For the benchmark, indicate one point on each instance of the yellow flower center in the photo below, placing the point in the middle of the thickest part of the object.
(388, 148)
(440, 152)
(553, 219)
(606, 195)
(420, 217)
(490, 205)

======

**PROBLEM TO SOLVE:**
Copy out the records above word for word, keeping every line.

**FULL RESPONSE:**
For the benchmark, indicate one point on each instance of the yellow flower center in the photo below, placing the point in the middle of the thickest part of the object.
(388, 148)
(440, 152)
(553, 219)
(606, 195)
(420, 217)
(490, 205)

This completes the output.